__REQUIRED WORK__
Rewrite the rows starting at the one containing "Search for jacket" and ending at the last row, requests included, with every bounding-box coordinate in the answers multiplied by 0.95 and rounded to a whole number, halves rounded up. Give only those rows.

__DATASET RECORDS__
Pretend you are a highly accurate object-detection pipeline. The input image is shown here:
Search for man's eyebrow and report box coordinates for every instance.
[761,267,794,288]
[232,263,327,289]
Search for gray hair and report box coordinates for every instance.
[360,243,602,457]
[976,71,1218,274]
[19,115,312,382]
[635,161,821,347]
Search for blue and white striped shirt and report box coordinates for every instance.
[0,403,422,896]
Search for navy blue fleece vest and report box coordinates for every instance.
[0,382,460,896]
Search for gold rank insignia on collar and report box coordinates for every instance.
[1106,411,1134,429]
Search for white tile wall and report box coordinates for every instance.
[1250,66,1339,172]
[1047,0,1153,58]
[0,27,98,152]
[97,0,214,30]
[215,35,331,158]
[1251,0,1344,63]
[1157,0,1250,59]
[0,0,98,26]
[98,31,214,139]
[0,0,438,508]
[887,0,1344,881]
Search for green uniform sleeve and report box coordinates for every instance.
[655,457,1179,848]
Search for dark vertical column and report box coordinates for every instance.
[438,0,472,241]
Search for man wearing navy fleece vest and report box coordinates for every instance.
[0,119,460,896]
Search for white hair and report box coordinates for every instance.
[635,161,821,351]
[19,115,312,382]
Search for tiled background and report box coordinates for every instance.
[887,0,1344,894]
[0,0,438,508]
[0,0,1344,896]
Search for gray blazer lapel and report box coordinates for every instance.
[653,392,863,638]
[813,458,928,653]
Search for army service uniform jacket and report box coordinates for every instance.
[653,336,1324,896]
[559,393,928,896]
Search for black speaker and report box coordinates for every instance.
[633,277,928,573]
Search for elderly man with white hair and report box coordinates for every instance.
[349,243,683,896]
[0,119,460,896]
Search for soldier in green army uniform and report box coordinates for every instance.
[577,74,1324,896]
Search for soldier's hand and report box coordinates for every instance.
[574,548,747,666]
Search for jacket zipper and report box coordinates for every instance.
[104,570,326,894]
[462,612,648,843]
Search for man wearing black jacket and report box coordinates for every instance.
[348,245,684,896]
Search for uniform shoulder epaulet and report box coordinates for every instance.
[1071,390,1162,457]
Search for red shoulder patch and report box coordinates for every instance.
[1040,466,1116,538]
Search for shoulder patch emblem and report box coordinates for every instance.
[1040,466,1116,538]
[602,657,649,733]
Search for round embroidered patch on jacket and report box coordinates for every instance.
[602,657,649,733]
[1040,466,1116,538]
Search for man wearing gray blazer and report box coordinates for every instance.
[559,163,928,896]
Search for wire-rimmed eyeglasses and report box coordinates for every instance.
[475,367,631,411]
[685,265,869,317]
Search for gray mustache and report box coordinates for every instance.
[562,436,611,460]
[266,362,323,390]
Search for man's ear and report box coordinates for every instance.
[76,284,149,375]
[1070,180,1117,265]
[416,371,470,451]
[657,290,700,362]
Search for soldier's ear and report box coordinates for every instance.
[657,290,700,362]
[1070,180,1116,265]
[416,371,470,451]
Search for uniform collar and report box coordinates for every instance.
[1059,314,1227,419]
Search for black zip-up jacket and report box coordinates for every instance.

__COMPLETE OUTPUT__
Search for jacket zipper and report box coordinates for every instance.
[99,542,310,849]
[439,581,616,801]
Search for man wearing black jacket and report box coordinates for every instance.
[331,233,650,851]
Search for uniform shoulder epaulet and report box coordinates for every instance.
[1017,371,1104,434]
Search for red shoulder patch and report box coordinates for every instance.
[988,443,1060,511]
Search for shoulder patch emblem and report box coordinates for every instance.
[988,443,1060,511]
[572,624,617,696]
Search for round embroidered patch on jacket and report box coordinates for every instance.
[572,624,617,696]
[988,443,1060,511]
Search for man wearing gray blazer and report box coordinates for every instance.
[531,155,882,851]
Search for wire-rimmed eyeglasses and report box coordinates for every instance.
[451,349,599,390]
[651,252,826,301]
Search for gray mustache and report box coordinates for every instance.
[534,414,580,437]
[253,344,307,371]
Search for man's ear and report box coordinates for every instance.
[72,270,142,356]
[1017,171,1061,252]
[395,352,447,428]
[624,276,665,344]
Search for soldier's ear and report box coordinates for every instance.
[624,276,665,344]
[1017,171,1060,252]
[395,352,447,428]
Search for uniform collar and report box coordinates for every instance.
[1006,298,1166,398]
Search for black zip-up jacket and report box coordinates for every instance.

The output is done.